### Selected excerpt

## START

The 50mm f/1.8 II is now a 25 year old lens.  It's upside is it's extremely low cost and in-focus areas are sharp.  Out of focus areas have poor quality blur due to the 5-blade aperture which does not create a very smooth blur quality.  It's sometimes described as a "nervous" or "jittery" quality.  Other negatives are that the focus motor is slow and noisy.  It doesn't have full-time manual focus.  It doesn't have a focus distance indicator scale.

Canon just replaced that lens with the new 50mm f/1.8 STM.  It uses a 7 blade aperture which substantially improves the quality of the out-of-focus blur.  It uses the STM focus motor which operates much faster and almost completely silent.  They did not increase the price (still $125).  It has the IDENTICAL optics to the previous 50mm f/1.8.

## END

[Photo object pointing records]

## START

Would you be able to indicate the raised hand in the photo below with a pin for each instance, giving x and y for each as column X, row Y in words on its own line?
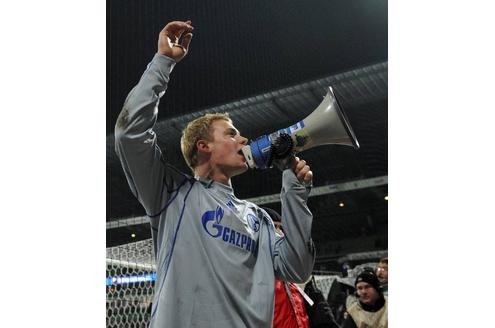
column 174, row 39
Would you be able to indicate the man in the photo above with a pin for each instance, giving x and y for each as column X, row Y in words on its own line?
column 382, row 274
column 289, row 310
column 371, row 308
column 217, row 256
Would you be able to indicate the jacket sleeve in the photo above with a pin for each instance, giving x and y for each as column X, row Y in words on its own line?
column 294, row 254
column 149, row 178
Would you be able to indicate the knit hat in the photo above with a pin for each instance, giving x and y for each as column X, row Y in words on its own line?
column 369, row 277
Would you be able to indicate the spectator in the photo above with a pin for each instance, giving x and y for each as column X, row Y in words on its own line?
column 370, row 310
column 289, row 310
column 382, row 274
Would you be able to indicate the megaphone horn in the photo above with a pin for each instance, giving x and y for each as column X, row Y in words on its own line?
column 326, row 125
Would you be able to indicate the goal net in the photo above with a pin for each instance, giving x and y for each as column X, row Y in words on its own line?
column 130, row 282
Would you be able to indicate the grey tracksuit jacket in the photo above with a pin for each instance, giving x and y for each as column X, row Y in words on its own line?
column 217, row 256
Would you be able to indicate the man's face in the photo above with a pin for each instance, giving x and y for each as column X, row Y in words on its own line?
column 382, row 272
column 226, row 148
column 367, row 293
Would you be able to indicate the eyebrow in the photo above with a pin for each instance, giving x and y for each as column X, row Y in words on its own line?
column 231, row 130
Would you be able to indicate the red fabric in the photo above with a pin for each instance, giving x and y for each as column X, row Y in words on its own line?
column 285, row 314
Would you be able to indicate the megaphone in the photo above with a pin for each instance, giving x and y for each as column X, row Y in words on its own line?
column 326, row 125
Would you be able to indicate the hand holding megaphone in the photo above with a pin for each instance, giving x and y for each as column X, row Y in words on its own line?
column 326, row 125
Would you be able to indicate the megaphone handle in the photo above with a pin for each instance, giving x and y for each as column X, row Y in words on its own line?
column 283, row 163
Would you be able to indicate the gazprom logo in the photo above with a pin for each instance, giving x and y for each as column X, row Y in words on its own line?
column 211, row 221
column 214, row 229
column 253, row 222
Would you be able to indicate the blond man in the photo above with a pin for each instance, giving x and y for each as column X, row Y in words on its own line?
column 217, row 256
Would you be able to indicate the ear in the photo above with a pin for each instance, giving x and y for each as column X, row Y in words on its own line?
column 203, row 146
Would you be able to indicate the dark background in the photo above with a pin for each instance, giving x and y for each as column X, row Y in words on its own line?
column 246, row 49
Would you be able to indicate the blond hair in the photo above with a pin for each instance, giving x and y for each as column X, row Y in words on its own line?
column 199, row 129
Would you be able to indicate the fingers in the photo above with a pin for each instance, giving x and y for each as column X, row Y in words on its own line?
column 186, row 40
column 302, row 170
column 175, row 29
column 174, row 39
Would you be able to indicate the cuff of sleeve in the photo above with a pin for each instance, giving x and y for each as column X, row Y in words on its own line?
column 165, row 63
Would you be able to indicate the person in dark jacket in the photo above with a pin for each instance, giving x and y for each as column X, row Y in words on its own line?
column 289, row 309
column 371, row 308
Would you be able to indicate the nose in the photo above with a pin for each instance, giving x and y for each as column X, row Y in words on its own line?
column 243, row 140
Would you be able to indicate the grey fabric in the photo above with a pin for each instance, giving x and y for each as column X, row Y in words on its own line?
column 217, row 256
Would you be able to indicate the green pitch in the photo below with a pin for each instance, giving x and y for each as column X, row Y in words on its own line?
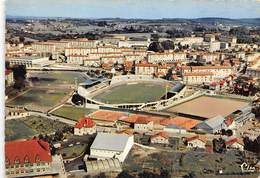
column 132, row 93
column 16, row 129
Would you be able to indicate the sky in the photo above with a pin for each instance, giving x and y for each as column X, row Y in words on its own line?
column 148, row 9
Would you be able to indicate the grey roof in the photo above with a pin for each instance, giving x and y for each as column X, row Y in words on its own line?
column 110, row 141
column 177, row 87
column 174, row 127
column 91, row 81
column 212, row 123
column 245, row 109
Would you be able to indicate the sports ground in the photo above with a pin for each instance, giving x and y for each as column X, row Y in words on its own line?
column 132, row 93
column 208, row 107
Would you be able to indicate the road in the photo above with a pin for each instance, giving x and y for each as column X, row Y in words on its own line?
column 52, row 117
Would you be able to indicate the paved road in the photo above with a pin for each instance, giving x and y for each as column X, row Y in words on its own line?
column 52, row 117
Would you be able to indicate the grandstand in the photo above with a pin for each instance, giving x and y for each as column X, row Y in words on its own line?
column 138, row 92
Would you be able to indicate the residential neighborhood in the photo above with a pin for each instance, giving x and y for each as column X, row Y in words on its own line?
column 130, row 96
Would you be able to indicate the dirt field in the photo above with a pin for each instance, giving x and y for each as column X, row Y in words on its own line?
column 208, row 107
column 132, row 93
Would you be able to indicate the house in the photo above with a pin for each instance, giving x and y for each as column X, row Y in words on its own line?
column 9, row 78
column 175, row 129
column 212, row 125
column 235, row 143
column 106, row 118
column 197, row 78
column 27, row 158
column 196, row 142
column 160, row 138
column 178, row 124
column 111, row 145
column 146, row 69
column 84, row 126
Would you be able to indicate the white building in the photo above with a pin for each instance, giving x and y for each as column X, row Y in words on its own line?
column 85, row 126
column 30, row 61
column 214, row 46
column 160, row 138
column 197, row 78
column 111, row 145
column 196, row 142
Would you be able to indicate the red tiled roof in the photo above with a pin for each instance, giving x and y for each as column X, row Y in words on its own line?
column 234, row 140
column 30, row 149
column 197, row 137
column 7, row 72
column 108, row 116
column 181, row 122
column 161, row 134
column 85, row 122
column 228, row 121
column 146, row 65
column 198, row 74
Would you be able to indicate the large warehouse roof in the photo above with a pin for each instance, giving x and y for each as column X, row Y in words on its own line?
column 208, row 107
column 110, row 141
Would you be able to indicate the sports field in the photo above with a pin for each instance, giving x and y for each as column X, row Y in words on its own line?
column 71, row 112
column 16, row 129
column 132, row 93
column 39, row 99
column 208, row 107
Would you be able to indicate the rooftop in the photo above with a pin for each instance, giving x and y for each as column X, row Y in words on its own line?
column 29, row 150
column 110, row 141
column 208, row 107
column 104, row 115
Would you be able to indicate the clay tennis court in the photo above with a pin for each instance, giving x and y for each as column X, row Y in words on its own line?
column 208, row 107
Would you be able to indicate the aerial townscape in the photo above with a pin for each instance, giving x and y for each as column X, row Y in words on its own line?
column 118, row 97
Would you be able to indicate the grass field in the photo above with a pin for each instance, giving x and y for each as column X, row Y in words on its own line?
column 72, row 151
column 16, row 129
column 132, row 93
column 39, row 99
column 48, row 77
column 42, row 125
column 73, row 113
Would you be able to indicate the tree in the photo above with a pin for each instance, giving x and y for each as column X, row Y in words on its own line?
column 21, row 39
column 19, row 72
column 156, row 47
column 154, row 37
column 229, row 132
column 169, row 74
column 167, row 45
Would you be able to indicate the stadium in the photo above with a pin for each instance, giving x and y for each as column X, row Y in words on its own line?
column 138, row 92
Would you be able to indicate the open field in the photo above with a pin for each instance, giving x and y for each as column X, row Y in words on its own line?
column 71, row 112
column 39, row 99
column 72, row 151
column 181, row 163
column 132, row 93
column 208, row 107
column 16, row 129
column 42, row 125
column 51, row 77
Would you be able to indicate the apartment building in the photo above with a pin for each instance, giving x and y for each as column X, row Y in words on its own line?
column 217, row 71
column 27, row 158
column 146, row 69
column 197, row 78
column 76, row 59
column 84, row 43
column 44, row 47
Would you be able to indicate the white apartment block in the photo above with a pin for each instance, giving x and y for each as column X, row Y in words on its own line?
column 146, row 69
column 218, row 71
column 197, row 78
column 44, row 47
column 166, row 57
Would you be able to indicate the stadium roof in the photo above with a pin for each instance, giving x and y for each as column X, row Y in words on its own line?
column 110, row 141
column 212, row 123
column 91, row 81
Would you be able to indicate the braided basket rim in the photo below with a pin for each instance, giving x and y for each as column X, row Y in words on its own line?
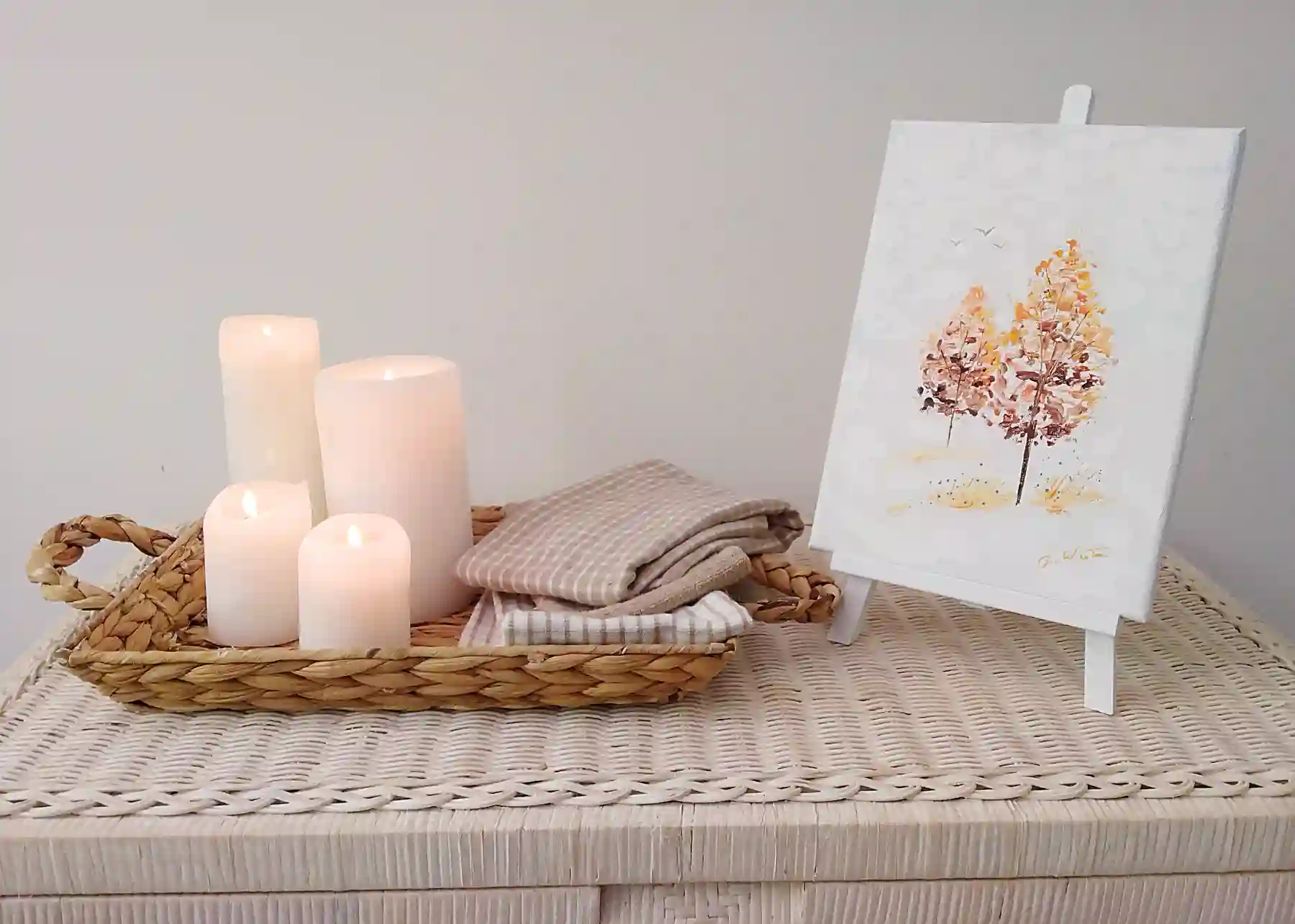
column 78, row 651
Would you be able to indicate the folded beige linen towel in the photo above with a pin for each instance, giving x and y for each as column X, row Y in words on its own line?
column 642, row 539
column 512, row 619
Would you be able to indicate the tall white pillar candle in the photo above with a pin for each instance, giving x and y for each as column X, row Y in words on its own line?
column 391, row 434
column 353, row 580
column 250, row 536
column 267, row 370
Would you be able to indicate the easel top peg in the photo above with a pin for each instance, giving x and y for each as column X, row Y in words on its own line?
column 1075, row 105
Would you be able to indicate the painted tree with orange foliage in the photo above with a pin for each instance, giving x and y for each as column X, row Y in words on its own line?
column 958, row 362
column 1050, row 362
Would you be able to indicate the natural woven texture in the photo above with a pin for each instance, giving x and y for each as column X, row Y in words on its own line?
column 937, row 700
column 148, row 646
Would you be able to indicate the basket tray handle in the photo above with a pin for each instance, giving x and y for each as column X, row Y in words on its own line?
column 64, row 544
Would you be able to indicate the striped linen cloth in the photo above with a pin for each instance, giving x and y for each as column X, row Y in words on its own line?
column 511, row 619
column 642, row 539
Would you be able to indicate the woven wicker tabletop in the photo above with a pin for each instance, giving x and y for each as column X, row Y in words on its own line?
column 937, row 702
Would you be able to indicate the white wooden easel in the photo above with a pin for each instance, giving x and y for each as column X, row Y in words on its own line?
column 1099, row 629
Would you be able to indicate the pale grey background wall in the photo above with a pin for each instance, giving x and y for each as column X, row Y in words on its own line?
column 637, row 226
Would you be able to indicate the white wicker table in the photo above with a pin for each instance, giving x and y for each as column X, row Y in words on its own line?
column 1023, row 812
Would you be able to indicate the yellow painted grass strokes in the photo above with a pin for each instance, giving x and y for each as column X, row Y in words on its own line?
column 973, row 493
column 1066, row 492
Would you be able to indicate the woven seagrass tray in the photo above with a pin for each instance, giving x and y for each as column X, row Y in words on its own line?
column 148, row 644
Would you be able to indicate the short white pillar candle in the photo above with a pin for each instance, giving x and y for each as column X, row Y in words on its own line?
column 354, row 584
column 267, row 370
column 250, row 536
column 391, row 434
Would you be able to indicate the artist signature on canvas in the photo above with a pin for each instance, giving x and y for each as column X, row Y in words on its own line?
column 1079, row 553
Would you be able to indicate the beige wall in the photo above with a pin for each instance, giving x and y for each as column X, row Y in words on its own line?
column 637, row 226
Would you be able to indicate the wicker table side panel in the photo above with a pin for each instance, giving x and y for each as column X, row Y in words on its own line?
column 479, row 906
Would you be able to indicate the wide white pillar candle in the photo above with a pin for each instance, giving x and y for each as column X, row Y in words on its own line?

## END

### Exercise objective
How would the Canon 50mm f/1.8 lens comparison go on? Write its next part, starting after its final sentence.

### Exercise output
The 50mm f/1.4 USM has the faster USM focus motor, it does have a focus distance indicator, and it has an 8-blade aperture for even smoother blur quality.  It also has a better physical build quality.  It is the best of the three options (and of course it also has a lower focal ratio.)

If I were buying a 50mm lens today, I'd still go for the 50mm f/1.4 over the f/1.8 versions (even with the improved f/1.8 STM version).


----------



## TrolleySwag (Jul 22, 2015)

Now I got to decide between the 50 1.4 and the 85 1.8.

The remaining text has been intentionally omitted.